━━━ Given data ━━━
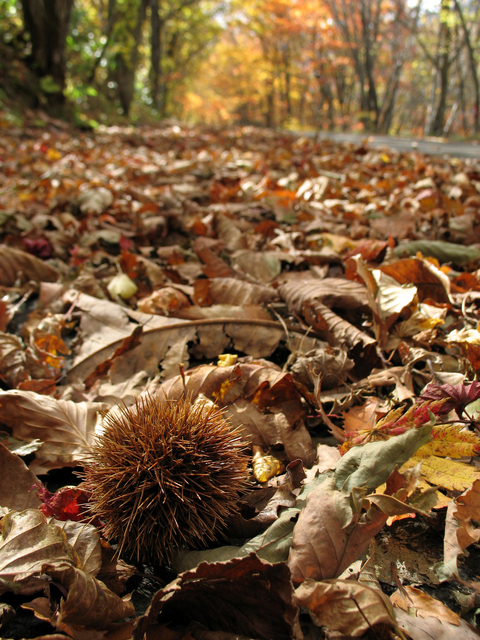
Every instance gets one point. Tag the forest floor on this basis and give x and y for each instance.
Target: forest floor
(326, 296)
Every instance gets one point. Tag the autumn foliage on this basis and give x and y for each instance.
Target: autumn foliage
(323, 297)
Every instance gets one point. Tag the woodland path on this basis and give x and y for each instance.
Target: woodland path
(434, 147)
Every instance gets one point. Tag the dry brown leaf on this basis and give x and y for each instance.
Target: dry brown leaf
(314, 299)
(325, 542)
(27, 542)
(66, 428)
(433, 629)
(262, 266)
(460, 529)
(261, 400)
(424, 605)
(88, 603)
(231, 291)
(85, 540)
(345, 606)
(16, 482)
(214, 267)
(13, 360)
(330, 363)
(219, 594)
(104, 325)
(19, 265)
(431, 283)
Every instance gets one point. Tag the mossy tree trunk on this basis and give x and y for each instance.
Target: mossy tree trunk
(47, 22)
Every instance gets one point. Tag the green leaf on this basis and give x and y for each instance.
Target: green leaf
━━━
━━━ Given data ━━━
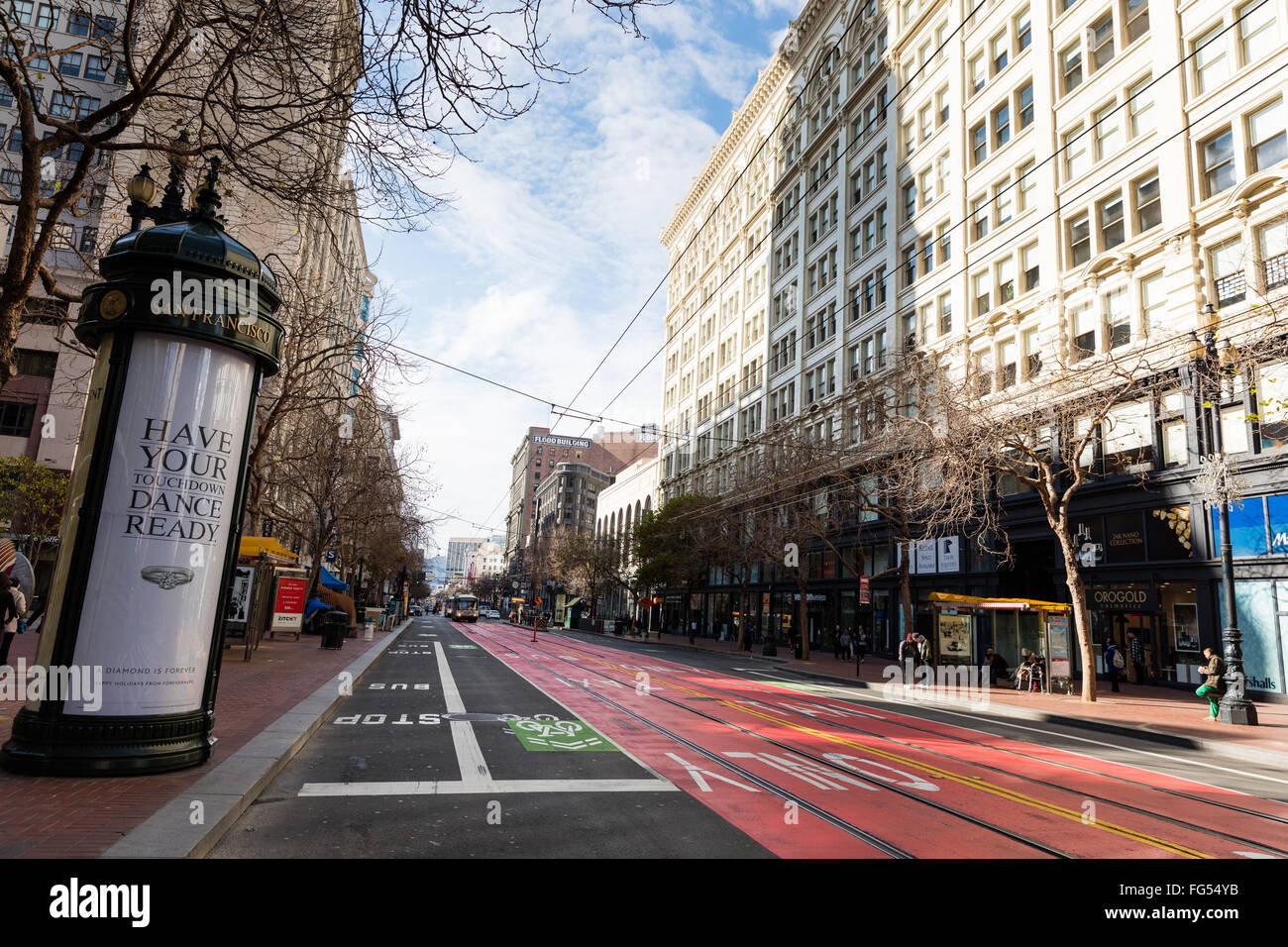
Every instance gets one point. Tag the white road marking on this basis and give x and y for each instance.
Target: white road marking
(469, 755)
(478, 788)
━━━
• _What you will do_
Rewrite the material from the line containing "Every instance gets one point. Tag the green" through the line containing "Target: green leaf", substituting "fern frond" for "green leaf" and leaving everything else unchanged. Return only those lines.

• _Task result_
Every instance gets one point. Tag the fern frond on this basis and give x and y for each instance.
Target: fern frond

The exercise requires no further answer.